_WORK TO DO_: Can you rewrite the lines below, substituting "marker" for every "keypoint" and leaving everything else unchanged? Omit the pictures from your answer.

_ITEMS_:
..........
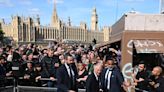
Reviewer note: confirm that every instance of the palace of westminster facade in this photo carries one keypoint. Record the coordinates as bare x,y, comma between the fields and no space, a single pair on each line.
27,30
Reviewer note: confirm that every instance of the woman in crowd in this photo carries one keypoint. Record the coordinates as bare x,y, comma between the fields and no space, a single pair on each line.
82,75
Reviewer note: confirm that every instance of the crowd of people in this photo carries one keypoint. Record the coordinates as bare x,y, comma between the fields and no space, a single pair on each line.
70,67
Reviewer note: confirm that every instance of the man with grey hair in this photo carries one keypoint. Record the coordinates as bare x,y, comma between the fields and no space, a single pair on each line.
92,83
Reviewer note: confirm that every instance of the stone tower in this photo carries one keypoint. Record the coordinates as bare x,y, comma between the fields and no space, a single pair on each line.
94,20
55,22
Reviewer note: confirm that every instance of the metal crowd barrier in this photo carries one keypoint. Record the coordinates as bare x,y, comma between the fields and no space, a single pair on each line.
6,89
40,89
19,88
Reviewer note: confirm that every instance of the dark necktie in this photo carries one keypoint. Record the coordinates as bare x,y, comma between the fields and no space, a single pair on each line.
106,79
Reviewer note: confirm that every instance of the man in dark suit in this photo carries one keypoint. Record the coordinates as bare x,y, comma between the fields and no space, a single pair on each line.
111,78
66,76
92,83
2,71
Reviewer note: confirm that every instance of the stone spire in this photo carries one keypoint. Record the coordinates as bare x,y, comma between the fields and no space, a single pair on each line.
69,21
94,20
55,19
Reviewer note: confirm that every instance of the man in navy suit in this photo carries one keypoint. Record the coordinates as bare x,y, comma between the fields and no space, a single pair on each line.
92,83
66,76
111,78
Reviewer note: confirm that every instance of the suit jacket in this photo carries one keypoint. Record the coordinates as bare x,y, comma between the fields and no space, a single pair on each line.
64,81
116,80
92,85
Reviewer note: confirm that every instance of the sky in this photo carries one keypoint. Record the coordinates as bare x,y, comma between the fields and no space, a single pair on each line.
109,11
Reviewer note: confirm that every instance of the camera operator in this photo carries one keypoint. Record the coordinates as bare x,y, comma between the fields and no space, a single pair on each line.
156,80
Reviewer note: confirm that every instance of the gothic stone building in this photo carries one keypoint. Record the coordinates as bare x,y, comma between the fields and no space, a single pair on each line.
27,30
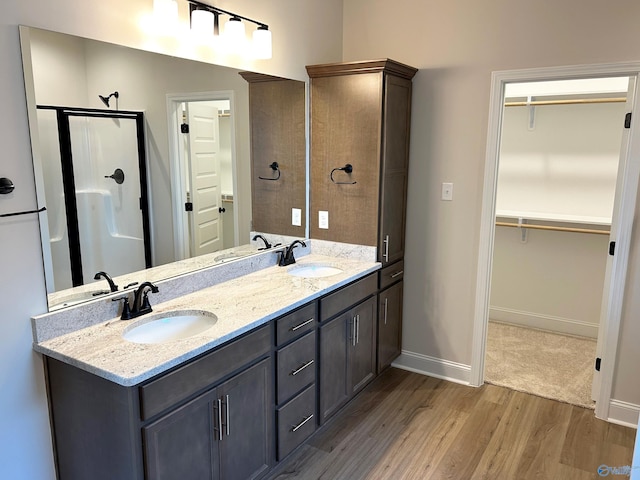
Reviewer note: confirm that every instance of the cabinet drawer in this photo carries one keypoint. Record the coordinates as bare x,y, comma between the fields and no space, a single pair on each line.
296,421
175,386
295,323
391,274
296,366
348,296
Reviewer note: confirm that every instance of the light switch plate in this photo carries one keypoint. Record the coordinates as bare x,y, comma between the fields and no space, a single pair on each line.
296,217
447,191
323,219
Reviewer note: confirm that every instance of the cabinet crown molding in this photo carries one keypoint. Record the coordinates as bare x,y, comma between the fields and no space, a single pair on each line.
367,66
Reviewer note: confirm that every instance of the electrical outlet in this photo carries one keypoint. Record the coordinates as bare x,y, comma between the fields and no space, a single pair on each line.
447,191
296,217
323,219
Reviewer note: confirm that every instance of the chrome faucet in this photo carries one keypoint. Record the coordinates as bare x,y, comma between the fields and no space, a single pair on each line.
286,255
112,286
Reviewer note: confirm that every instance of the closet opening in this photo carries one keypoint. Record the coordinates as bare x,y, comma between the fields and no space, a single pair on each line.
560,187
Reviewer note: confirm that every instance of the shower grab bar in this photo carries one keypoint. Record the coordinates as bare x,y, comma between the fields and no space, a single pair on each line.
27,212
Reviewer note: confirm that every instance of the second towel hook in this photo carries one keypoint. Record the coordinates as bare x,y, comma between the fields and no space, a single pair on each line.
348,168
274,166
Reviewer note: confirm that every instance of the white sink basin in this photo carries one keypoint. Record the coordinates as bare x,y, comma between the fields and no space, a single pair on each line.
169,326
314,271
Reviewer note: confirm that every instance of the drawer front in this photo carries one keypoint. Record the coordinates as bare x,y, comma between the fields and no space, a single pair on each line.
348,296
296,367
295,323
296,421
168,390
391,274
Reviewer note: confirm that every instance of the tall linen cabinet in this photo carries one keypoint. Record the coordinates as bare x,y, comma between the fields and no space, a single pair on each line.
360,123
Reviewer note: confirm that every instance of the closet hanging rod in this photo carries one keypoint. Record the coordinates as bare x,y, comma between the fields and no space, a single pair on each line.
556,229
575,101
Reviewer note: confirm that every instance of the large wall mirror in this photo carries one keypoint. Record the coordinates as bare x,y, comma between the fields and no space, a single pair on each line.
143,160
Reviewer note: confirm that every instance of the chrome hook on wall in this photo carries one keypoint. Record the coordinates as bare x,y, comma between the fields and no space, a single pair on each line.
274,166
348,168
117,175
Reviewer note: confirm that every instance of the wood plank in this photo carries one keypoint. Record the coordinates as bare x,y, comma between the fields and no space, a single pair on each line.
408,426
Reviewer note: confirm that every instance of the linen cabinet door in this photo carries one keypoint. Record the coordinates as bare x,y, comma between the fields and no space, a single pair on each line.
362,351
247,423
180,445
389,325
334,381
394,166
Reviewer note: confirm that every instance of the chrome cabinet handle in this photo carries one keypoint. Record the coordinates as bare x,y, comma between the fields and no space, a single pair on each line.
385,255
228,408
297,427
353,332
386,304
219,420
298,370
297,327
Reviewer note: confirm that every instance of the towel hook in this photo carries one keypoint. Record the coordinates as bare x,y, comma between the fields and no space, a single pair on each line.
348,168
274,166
..........
_ANSWER TO THIS TASK_:
Reviewer note: confirm that every instance of the palace of westminster facade in this photo carries one marker. Record the coordinates as bare x,y, comma between the fields and no space, a single pair on each line.
27,30
Reviewer note: confirm that every instance of the woman in crowd in this photo carries one marker. Record the coordinates as bare x,y, comma between the fields and no space, a single pair on each line.
82,75
Reviewer note: confirm that every instance of the crowd of people in this photo carries one marker. Record the coordinates as bare x,y, comma between the fields and no space, a single pair on each line.
70,67
Reviewer note: confirm that every instance of the man with grey hair in this photo carries one marker. Record the coordinates as bare x,y, comma between the fields and no space, a single pair on each line.
92,83
Reviewer note: confirm that every instance of the stone tower in this photo carries one marker. Record the coordinates as bare x,y, comma between the fields and no space, a single pair on each line.
94,20
55,22
Reviewer note: confirm that every instance of the metal crowd barrier in this photo carries one marker. Record the coordinates as bare x,y, comma between the fields and no space, a single pair on each line.
6,89
40,89
19,88
Reviewer note: confirm that every instance of the dark necktie in this photo carries one marker. Record the coordinates as bare x,y, comma between the fields and no space, a single pair on each line.
106,79
Reviewer note: confirm that every instance of the man in dark suit in this photo carries one marker. Record the coordinates as bare x,y, comma between the fields and no space, a single pair on each line.
111,78
66,76
92,83
2,71
Reviewer note: confirm that every instance of the stone spire in this photo carries one marker. Record the coordinates as bare x,y, comma between the fields and no space, a single pair on each line.
69,21
94,20
55,19
Reviewer note: confirm that every instance of the man in navy suit in this photo carries one marker. Record the coordinates as bare x,y, comma between the fields and no space, a single pair on each line.
92,83
66,76
111,78
Reviewer note: confirm that every instance of the suit jacket in this photo carries one marker. Record the coordinates as bare x,y, comma between the fields and no space, a single pair on each line.
64,81
116,80
92,85
Reviewer note: confirm that every instance of the sky in this photo carries one marker. Record the coordinates as bare x,y, comma between the fields and no space, a single pair on each line.
109,11
Reviewer note: confirm that every instance of the camera operator in this photo carries one marker. Record the coordinates as bare x,y, comma between the fields and no space, a single pair on each line.
156,80
Reviewer note: confirm that every instance of the gothic stone building in this photo carries one marker. Record the coordinates as bare x,y, comma between the fields and no space, a single pair on each line.
27,30
Reviewer note: confirm that every instance of the cabinet drawer in this photo carries one marker. Record the coordinates as bare x,y, comma between the fields and no space, a single pair on each line.
296,421
175,386
295,323
391,274
296,366
348,296
Reviewer note: confirm that every instance of the light switch plate in this photo carries one marker. Record the coordinates as bare x,y, comma between the fields and no space, a single pair on each line.
296,217
447,191
323,219
Reviewer note: confirm that every instance of the cabinet crown molding in this photo carries one marker. Record the coordinates as bare x,y, comma between the fields and no space, a single pair on each line.
367,66
Reviewer note: confirm that every instance of the electrical outlet in this photo carries one marker. Record the coordinates as bare x,y, comma between the fields and no space, a single pair on each line.
447,191
296,217
323,219
Reviewer note: confirm that every instance of the chrome faucet in this photo carries one marker. Record the coordinates as bare x,y, comma between the fields and no space, a single pair on each line.
286,255
112,286
Reviewer note: confirm that every instance of the closet opening in this photo carries one marker. Record the coordinates as bare x,y, comma between the fields and no space, a single pair on each line.
560,187
Reviewer note: confirm that every instance of the shower grab bar in this photo carries one marker. Record the coordinates as bare x,y, comma between the fields and no space, a single pair on each line.
27,212
Reviewer note: confirm that every instance of the second towel hook in this photo carries one marker. Record the coordinates as bare x,y, comma between the fields and no space, a single pair on each line.
348,168
274,166
Reviewer note: confirm that every instance of the white sink basin in this photo carries one marker. Record the coordinates as bare x,y, comma between the fields and no space, a single pair on each line.
169,326
314,271
Reviewer note: confirm that every instance of the drawer front in this photo carries one marker. Record the coordinates as bare x,y, comma between the fields and no space, a single pair on each line.
348,296
296,367
295,323
296,421
168,390
391,274
Reviewer note: confirm that every instance of the tall linen cabinet in this photo carries one marker. Record the coordinates as bare x,y, comma between the fields and no space, a single pair on each line.
360,123
Reviewer note: confirm that every instance of the closet hanging rod in this photo carries one marker. Record the coordinates as bare x,y, comma between the fields and no space, a single pair on each line.
556,229
575,101
Reviewer note: confirm that every instance of the large wall mirror in this photo carries one marker. Record the coordinates as bare x,y, comma between the fields and no space, a single pair on each line.
143,160
Reviewer note: confirm that every instance of the chrome hook on wall in this photo carries one marker. Record the coordinates as bare x,y, comma between the fields and no space, a single pair on each line.
274,166
348,168
117,175
Reviewer note: confirm that every instance of the wood plank in this photo carries one marker. Record the coordinates as bare x,y, comma between the fields and no space, a single pair on each line.
408,426
Reviewer note: confirm that every instance of the linen cabinet door in this photo carries one marker. Record the coordinates as bare x,y, comma between the fields and no space, a single pair on each line.
362,351
247,423
180,445
389,325
334,381
394,166
Reviewer note: confirm that every instance of the chrome cabinet handle in this photo carries one marker. Record the coordinates as bare x,y, comma between the fields and no space, a single pair on each line.
385,255
228,408
297,427
353,332
386,304
219,420
298,370
297,327
Reviewer note: confirm that every instance of the towel hook in this photo carries one marker. Record the coordinates as bare x,y, comma between the fields and no space, a single pair on each line.
348,168
274,166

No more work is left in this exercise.